## Written exercise A
Count how many lines in the records below contain the string "club", treating uppercase and lowercase as different. Give only the number.

## Excerpted passage
===============

Colors & K-Pop: Why Super Junior Fans Are Upset About WINNER's Lightstick [Analysis]

In most places, fanclubs don't have official colors. But, in South Korea, idols and idol groups generally have a color that their fans are identified with. Big Bang's fans are known to wear black and white bandanas and carry gold V.I.P lightsticks, 2NE1 have white Blackjack symbols, TVXQ has red lightsticks, Girls' Generation has pearl pink, Super Junior is sapphire blue, Wonder Girls are pearl burgundy, to name a few.

SM Entertainment has been the largest company to implement the tradition, with just about every group having a defining color (sans f(x), although fans use periwinkle unofficially.) But with the release of YG's new boy band WINNER, netizens pointed out that the rookie group's blue-purple lightstick is similar in hue to Super Junior's sapphire blue ones.  While there are different colors included in the WINNER lightsticks, they still gained notice among international Super Junior fans.

Many international fans reduce the color stick battle as just silly bickering between YG fans and SM fans, it actually could have much larger repercussions.

Even within the same company, fans have issues. CSJH (The Grace, another SM Entertainment girl group) and Girls' Generation fans got into an argument after Girls' Generation become much more popular than CSJH, due to similarity in balloon colors. CSJH, the older group, used "pastel rose pink" and Girls' Generation uses "pastel rose," and SM Entertainment eventually buckled under Girls' Generation's fans requests and changed CSJH's color slightly, to simply "pearl pink."

Colors do not necessarily match the group; INFINITE's color is "metal gold pearl" but the group has never had a concept or song with the color. This is in comparison to a group like Super Junior that has a song called "Sapphire Blue," but the song only came after the fans put importance on it.

The point of colors in K-Pop is the fandom, rather than the artists themselves. Most K-Pop concert goers outside of Asia are not going to their favorite idol group's concert; at any given K-Pop concert in the United States, you do not only see paraphanalia of the idol group that is performing, but multitudes of idol groups.

In South Korea, this doesn't happen. Fandoms are very dedicated, and when you go to a concert, whether it is the artist's concert or a concert like Dream Concert where multiple idols perform, you wear your favorite artist's colors and logos, or you wear nothing.

Many international fans have heard about "black oceans" in Korea, where lightsticks go off in a concert audience, as if to shun an artist; Girls' Generation famously experienced a "black ocean" at the 2008 Dream Concert. This meant that there was no sizable amount of fans supporting them, cheering them on.

Black oceans have become less prevalent, but there were unfounded rumors of one occurring at the 2013 Dream Concert to T-Ara.

So having no lightsticks with a group's fan colors is problematic. That doesn't explain why Super Junior's fans are annoyed by WINNER's color being relatively similar.

Except that it does, since it is as if a new fan group is coming along and saying "the king is dead, long live the king."

YG Entertainment's perceived slight (perceived primarily by Super Junior fans) towards Super Junior can be meant to be understood that Super Junior's fandom is waning, so it won't be a problem if WINNER's color similar.

===============

Collected data entries:

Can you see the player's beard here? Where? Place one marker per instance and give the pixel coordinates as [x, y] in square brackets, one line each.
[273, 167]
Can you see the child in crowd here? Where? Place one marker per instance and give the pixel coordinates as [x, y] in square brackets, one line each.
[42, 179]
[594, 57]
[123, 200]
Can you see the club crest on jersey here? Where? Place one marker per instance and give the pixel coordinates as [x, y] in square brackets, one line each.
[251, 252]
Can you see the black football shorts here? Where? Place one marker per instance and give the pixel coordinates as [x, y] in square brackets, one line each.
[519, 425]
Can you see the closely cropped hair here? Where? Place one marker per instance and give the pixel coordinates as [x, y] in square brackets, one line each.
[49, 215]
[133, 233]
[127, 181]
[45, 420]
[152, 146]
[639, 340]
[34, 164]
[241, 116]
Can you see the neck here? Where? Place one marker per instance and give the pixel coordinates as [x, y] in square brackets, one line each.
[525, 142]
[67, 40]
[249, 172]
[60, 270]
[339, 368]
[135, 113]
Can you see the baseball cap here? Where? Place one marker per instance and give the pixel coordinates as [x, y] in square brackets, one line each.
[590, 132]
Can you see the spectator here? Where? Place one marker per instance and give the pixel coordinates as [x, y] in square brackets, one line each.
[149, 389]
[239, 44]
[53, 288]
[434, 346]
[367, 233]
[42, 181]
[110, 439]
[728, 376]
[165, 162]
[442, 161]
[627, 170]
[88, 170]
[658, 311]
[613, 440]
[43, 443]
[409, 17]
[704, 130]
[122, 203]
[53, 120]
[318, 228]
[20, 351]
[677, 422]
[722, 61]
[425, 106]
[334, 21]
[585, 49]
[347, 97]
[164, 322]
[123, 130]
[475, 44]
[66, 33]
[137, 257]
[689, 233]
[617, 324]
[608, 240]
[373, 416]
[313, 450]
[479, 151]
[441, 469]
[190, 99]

===============

## Written exercise B
From the article on K-Pop fan colors above, copy the passage between "Even within the" and "importance on it.", inclusive.

## Full solution A
1

## Full solution B
Even within the same company, fans have issues. CSJH (The Grace, another SM Entertainment girl group) and Girls' Generation fans got into an argument after Girls' Generation become much more popular than CSJH, due to similarity in balloon colors. CSJH, the older group, used "pastel rose pink" and Girls' Generation uses "pastel rose," and SM Entertainment eventually buckled under Girls' Generation's fans requests and changed CSJH's color slightly, to simply "pearl pink."

Colors do not necessarily match the group; INFINITE's color is "metal gold pearl" but the group has never had a concept or song with the color. This is in comparison to a group like Super Junior that has a song called "Sapphire Blue," but the song only came after the fans put importance on it.